─── Provided material ───

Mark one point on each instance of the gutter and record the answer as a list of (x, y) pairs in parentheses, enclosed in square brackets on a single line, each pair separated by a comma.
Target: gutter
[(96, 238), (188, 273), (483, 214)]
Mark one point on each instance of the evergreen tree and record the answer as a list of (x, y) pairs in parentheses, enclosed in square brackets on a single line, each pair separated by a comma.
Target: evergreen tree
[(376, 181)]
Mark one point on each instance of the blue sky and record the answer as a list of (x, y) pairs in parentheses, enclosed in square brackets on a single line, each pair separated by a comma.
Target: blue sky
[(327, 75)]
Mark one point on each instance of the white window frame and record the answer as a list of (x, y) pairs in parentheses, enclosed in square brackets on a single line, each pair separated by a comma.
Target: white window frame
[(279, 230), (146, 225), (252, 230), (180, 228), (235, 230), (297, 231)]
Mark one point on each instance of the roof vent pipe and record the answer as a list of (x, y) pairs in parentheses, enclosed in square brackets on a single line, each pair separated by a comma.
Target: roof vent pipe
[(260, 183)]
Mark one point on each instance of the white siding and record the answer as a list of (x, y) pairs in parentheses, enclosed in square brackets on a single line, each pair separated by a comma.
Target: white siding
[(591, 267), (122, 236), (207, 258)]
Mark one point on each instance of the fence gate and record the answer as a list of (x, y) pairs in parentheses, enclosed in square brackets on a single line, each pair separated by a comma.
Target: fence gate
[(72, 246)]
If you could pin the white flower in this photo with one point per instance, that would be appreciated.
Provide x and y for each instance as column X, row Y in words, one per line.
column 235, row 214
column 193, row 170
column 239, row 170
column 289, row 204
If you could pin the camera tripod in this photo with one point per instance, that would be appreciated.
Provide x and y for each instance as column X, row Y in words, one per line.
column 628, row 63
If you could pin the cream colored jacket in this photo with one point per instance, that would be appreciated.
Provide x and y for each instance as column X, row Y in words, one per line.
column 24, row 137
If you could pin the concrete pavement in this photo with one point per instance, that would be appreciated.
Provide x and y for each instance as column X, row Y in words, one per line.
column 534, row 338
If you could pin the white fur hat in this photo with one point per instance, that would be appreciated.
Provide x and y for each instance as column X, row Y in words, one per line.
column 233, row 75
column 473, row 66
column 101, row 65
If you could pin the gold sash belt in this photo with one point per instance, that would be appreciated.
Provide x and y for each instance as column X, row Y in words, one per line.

───
─── Provided material ───

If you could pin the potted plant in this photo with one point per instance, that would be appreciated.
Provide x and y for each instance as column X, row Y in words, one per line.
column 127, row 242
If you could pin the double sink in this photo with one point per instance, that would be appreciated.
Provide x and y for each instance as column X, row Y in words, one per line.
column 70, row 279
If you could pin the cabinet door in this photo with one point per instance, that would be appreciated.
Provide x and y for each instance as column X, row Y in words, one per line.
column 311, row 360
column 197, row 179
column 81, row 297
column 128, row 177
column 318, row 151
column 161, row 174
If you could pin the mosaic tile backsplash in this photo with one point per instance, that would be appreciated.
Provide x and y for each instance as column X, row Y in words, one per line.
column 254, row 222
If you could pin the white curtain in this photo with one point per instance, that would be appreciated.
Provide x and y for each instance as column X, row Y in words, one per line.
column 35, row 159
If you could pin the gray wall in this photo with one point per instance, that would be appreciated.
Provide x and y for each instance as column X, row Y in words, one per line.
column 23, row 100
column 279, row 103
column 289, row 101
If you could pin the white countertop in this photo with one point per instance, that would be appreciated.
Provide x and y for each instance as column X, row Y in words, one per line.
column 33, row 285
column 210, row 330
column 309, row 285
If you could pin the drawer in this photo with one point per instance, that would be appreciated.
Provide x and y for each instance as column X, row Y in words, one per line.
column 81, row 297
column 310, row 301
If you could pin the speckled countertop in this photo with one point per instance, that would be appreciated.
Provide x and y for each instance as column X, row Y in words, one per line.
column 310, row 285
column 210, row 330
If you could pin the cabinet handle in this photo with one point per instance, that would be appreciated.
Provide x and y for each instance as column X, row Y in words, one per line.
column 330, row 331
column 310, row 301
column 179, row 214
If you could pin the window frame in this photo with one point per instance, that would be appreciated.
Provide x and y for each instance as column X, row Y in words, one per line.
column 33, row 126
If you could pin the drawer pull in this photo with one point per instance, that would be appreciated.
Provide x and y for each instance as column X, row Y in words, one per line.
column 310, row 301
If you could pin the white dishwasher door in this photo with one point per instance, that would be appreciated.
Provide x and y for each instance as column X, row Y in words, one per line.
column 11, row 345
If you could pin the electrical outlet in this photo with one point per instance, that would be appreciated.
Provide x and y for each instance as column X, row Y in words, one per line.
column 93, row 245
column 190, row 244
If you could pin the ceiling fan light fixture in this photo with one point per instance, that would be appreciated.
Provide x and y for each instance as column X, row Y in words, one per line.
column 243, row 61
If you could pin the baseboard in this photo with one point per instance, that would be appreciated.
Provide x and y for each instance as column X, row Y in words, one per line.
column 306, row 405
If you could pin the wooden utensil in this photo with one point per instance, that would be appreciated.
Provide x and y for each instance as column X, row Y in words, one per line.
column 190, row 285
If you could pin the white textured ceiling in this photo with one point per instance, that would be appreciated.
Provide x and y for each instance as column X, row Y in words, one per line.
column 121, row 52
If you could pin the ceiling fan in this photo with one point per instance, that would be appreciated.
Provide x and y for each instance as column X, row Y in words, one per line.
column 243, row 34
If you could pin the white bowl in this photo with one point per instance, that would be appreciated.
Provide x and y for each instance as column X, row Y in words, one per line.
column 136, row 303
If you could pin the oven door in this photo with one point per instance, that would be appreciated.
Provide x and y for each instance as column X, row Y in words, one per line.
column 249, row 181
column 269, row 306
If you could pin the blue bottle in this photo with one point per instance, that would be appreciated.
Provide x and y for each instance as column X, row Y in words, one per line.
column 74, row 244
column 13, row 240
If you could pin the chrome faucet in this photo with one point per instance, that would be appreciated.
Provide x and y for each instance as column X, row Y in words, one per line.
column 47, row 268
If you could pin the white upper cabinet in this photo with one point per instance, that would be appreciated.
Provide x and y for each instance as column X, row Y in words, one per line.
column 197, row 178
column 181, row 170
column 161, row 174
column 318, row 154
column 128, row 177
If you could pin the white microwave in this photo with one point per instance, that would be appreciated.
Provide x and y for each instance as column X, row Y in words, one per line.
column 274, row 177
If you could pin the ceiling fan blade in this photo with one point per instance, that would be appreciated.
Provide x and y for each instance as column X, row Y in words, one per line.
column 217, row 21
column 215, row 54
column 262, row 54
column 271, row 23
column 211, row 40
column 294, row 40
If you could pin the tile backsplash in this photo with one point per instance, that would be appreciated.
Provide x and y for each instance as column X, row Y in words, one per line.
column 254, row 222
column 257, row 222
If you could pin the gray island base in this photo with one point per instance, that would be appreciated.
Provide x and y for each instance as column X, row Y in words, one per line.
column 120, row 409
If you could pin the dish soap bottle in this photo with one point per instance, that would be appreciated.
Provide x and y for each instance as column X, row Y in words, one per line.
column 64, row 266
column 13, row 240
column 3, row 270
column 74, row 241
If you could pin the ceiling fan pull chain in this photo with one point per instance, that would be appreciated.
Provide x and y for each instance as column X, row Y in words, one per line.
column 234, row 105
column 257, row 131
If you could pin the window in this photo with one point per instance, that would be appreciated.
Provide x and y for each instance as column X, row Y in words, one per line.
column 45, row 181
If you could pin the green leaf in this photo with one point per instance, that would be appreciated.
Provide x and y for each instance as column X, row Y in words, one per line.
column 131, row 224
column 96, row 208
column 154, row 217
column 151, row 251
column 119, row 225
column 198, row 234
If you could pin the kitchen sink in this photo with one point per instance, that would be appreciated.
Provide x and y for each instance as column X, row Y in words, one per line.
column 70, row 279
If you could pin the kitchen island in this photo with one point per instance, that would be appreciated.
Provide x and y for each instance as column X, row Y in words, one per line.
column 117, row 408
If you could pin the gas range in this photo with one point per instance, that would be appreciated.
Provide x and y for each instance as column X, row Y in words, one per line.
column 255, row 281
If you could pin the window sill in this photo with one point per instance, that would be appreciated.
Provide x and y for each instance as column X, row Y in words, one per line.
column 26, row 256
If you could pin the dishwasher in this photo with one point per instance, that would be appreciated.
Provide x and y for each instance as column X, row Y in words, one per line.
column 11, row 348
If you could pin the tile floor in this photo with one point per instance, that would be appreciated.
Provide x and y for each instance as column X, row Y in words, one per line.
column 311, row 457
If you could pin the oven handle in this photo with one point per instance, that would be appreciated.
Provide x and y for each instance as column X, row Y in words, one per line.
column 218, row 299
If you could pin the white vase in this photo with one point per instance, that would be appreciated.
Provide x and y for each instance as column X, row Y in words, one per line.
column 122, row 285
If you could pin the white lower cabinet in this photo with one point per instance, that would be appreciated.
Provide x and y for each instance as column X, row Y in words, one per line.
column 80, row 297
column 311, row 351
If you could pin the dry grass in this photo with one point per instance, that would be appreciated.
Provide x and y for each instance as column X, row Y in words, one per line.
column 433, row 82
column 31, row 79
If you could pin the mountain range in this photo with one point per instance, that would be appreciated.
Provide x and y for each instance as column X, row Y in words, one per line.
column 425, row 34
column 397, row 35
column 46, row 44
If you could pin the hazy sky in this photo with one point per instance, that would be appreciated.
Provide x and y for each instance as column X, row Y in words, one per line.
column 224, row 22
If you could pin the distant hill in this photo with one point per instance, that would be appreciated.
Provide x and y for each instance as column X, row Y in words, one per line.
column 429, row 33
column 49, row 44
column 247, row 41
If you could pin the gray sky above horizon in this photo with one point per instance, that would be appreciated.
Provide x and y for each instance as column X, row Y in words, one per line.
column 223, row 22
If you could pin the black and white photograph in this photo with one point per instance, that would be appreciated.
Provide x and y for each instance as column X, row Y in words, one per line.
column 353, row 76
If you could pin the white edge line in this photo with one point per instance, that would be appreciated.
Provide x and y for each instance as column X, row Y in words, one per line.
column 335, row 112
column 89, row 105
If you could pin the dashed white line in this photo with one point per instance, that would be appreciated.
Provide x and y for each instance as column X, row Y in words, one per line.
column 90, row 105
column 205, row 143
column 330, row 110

───
─── Provided material ───

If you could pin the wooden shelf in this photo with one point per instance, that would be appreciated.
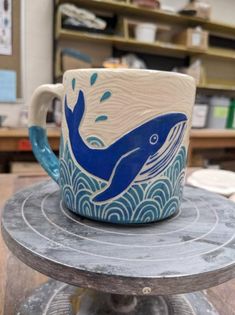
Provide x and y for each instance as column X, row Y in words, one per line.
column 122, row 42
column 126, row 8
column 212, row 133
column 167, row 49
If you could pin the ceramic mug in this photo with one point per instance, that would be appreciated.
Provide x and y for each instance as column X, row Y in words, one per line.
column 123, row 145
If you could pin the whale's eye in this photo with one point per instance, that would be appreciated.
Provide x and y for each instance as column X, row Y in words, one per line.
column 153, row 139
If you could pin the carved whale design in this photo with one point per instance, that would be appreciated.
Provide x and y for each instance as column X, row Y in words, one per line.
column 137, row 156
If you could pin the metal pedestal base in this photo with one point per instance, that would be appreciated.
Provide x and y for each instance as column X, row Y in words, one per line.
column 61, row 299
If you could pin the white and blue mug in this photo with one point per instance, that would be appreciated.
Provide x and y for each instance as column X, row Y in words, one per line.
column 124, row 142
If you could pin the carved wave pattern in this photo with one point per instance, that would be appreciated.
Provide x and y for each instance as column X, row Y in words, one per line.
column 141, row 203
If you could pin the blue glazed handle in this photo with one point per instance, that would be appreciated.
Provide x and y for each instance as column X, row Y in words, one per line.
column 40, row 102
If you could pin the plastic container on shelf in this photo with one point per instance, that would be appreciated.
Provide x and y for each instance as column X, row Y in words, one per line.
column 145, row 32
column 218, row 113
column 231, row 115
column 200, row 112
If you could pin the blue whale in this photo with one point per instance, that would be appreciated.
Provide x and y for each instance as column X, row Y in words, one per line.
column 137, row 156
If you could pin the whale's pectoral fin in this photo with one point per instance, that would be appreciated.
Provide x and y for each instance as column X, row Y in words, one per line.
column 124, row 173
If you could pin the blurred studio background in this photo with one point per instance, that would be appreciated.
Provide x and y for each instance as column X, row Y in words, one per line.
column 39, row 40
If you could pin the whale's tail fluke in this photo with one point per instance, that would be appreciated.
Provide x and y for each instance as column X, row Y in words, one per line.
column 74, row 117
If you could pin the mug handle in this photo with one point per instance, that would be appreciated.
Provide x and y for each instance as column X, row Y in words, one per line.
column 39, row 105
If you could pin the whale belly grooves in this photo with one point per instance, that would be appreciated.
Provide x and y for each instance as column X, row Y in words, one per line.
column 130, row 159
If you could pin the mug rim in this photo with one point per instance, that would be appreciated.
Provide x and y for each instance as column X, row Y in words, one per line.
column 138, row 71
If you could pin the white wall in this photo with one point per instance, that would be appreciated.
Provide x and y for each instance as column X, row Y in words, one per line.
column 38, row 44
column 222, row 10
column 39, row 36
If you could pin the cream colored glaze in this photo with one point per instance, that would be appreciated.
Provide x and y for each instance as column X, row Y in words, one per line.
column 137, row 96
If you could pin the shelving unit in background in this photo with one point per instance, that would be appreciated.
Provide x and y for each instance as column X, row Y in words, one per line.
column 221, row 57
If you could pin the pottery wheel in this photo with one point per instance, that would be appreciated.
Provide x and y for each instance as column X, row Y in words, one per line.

───

What to produce → Can you restate, word for word, every row from the one containing "Mark one point on each instance of the white window" down to the one containing "[(260, 183)]", with both of those rows included?

Answer to this exercise →
Mark one point on each instance of the white window frame and record the answer as a list of (x, y) pairs in parentheses, enclosed in square brackets on a single line, each pair separated by a comma.
Target: white window frame
[(279, 230), (146, 225), (252, 230), (180, 228), (235, 230), (297, 231)]
Mark one point on each instance of the roof vent pipe and record the answer as a list of (x, y) pairs in parentheses, enclosed in square brackets on a single line, each pair separated by a comma.
Target: roof vent pipe
[(260, 183)]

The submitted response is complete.